## [課題内容]
記録の冒頭から「[643,0,1200,179]」を含む行までを、その行も含めて一字も変えずに出力してください。

ボックスラベリングデータセットの行
########

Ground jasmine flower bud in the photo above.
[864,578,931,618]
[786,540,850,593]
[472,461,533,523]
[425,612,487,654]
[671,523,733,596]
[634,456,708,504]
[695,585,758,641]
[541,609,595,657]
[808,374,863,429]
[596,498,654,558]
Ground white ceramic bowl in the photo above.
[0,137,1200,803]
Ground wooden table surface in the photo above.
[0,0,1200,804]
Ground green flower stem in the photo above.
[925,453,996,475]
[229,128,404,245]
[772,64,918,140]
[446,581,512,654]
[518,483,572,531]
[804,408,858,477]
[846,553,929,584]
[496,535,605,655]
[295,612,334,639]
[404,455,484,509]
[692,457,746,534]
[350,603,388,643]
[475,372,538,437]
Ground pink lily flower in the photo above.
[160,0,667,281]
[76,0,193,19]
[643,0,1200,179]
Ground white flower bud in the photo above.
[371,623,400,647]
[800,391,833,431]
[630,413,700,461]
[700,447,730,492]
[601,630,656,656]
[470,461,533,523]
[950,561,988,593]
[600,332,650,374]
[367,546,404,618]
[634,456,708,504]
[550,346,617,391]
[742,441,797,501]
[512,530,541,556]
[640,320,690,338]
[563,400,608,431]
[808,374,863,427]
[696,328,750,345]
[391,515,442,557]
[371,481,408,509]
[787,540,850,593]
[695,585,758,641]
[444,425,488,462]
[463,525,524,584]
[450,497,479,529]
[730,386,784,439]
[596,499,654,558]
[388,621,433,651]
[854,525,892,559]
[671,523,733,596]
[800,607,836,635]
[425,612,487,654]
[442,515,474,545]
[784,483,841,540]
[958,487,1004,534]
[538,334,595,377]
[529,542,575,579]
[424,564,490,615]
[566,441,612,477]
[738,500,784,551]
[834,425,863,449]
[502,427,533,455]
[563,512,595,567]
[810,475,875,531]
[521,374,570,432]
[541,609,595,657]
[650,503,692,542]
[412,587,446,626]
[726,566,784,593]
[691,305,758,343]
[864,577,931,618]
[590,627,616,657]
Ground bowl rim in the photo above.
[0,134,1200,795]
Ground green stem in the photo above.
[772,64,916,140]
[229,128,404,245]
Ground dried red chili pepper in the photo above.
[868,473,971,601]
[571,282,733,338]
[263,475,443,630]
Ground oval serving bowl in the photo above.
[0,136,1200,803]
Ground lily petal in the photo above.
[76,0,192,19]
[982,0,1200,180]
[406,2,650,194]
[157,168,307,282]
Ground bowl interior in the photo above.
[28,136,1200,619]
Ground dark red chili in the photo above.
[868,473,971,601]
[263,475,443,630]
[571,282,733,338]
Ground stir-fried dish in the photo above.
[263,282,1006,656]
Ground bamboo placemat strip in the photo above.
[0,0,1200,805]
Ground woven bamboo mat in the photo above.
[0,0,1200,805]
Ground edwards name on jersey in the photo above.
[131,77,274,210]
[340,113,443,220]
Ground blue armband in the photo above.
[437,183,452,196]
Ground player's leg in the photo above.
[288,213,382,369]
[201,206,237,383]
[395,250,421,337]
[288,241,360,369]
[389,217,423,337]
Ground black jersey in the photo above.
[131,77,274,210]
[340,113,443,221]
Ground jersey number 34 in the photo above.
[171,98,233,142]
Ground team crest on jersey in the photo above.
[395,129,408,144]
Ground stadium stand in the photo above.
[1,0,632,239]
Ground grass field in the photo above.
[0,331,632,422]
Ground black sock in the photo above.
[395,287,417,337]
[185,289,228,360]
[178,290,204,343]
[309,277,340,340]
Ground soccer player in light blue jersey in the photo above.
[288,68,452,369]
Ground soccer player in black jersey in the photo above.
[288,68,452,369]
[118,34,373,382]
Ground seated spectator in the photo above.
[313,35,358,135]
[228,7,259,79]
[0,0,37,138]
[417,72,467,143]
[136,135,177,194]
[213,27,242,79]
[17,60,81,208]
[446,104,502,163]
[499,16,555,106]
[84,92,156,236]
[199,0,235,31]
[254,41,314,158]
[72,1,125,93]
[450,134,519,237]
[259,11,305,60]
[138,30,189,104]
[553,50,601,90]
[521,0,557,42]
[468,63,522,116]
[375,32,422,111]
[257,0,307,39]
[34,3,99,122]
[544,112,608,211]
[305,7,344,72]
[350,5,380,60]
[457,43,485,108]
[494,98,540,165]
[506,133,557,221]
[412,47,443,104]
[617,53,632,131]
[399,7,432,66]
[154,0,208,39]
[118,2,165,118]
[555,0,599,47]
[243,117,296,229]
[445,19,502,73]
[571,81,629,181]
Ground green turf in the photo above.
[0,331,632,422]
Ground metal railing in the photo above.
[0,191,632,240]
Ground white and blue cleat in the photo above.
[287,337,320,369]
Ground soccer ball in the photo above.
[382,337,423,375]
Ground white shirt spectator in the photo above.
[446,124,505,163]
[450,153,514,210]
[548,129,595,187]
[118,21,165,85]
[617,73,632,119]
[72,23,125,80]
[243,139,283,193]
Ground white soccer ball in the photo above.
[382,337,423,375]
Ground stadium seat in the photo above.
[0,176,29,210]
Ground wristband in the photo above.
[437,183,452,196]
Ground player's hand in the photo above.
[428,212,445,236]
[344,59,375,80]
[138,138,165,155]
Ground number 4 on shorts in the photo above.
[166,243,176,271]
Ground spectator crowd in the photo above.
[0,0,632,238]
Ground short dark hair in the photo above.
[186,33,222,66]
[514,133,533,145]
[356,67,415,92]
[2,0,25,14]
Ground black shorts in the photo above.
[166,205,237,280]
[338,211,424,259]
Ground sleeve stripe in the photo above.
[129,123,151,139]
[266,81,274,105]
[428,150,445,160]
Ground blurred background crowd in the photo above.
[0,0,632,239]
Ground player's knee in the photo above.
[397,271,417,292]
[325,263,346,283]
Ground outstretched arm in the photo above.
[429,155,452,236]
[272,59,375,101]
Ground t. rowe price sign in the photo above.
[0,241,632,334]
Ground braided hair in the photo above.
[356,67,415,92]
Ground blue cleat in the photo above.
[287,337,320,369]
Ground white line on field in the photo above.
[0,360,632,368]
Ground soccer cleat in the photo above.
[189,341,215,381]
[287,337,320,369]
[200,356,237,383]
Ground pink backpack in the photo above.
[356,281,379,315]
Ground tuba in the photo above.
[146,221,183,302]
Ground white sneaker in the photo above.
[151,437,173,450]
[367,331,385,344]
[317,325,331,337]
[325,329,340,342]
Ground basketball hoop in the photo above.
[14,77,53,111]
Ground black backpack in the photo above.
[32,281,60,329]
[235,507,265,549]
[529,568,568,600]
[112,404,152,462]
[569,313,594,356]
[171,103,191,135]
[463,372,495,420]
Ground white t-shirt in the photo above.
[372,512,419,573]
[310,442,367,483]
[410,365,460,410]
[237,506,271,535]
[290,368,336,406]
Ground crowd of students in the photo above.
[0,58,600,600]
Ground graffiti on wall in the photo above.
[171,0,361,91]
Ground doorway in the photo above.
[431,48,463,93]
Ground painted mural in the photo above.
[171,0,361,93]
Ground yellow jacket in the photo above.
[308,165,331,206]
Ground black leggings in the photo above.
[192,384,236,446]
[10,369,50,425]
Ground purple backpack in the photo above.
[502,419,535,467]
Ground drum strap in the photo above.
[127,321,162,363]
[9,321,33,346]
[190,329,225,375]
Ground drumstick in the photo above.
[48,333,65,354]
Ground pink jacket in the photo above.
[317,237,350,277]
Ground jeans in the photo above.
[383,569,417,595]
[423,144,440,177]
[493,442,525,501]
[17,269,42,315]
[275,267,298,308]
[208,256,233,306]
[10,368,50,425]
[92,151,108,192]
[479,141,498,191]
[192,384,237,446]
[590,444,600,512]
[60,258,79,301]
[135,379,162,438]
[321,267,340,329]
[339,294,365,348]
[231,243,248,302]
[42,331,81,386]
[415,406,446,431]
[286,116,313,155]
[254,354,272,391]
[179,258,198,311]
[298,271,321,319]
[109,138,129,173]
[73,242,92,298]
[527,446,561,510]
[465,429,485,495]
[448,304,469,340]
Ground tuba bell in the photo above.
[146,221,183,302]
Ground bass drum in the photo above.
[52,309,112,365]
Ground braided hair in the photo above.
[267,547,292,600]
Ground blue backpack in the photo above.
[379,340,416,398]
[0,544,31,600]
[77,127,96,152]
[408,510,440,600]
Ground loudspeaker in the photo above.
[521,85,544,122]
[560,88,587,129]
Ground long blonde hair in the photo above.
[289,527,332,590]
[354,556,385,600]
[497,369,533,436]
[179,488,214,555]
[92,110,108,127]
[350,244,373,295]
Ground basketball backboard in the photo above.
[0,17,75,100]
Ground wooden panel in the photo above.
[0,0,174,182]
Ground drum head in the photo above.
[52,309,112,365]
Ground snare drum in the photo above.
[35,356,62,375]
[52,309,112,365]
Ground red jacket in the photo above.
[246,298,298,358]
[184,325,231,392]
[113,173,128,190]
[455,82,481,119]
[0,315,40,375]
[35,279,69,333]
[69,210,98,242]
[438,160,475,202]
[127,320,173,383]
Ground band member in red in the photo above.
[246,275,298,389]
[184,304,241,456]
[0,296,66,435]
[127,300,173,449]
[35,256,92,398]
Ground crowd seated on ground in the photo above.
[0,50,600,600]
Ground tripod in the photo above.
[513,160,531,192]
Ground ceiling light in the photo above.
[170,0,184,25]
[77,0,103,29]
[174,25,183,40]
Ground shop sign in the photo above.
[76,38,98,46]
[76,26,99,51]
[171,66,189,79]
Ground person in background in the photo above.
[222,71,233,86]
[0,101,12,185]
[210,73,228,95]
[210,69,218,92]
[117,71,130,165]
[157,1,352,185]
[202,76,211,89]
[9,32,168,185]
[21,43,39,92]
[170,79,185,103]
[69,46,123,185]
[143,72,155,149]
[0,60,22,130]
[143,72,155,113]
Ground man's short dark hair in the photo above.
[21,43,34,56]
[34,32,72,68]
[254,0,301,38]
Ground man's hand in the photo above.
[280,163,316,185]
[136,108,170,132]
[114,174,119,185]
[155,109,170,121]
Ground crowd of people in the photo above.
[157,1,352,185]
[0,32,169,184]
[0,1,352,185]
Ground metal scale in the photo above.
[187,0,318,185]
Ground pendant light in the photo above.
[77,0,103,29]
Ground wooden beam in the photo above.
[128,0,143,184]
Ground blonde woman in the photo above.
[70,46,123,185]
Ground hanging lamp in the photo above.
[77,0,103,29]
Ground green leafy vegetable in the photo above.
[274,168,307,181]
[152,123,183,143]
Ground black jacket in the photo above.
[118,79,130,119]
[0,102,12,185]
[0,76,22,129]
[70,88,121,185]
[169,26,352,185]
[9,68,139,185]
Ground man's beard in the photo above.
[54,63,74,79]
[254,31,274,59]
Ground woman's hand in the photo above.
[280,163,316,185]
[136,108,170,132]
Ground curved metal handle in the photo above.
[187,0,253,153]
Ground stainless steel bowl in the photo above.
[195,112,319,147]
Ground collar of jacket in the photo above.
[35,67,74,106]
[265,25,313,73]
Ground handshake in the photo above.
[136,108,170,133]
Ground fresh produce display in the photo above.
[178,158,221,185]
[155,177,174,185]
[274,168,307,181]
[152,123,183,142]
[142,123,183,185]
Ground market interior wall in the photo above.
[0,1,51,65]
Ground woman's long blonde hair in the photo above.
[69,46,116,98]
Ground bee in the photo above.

########

## [解答]
Ground jasmine flower bud in the photo above.
[864,578,931,618]
[786,540,850,593]
[472,461,533,523]
[425,612,487,654]
[671,523,733,596]
[634,456,708,504]
[695,585,758,641]
[541,609,595,657]
[808,374,863,429]
[596,498,654,558]
Ground white ceramic bowl in the photo above.
[0,137,1200,803]
Ground wooden table surface in the photo above.
[0,0,1200,804]
Ground green flower stem in the photo above.
[925,453,996,475]
[229,128,404,245]
[772,64,918,140]
[446,581,512,654]
[518,483,572,531]
[804,408,858,477]
[846,553,929,584]
[496,535,605,655]
[295,612,334,639]
[404,455,484,509]
[692,457,746,534]
[350,603,388,643]
[475,372,538,437]
Ground pink lily flower in the photo above.
[160,0,667,281]
[76,0,193,19]
[643,0,1200,179]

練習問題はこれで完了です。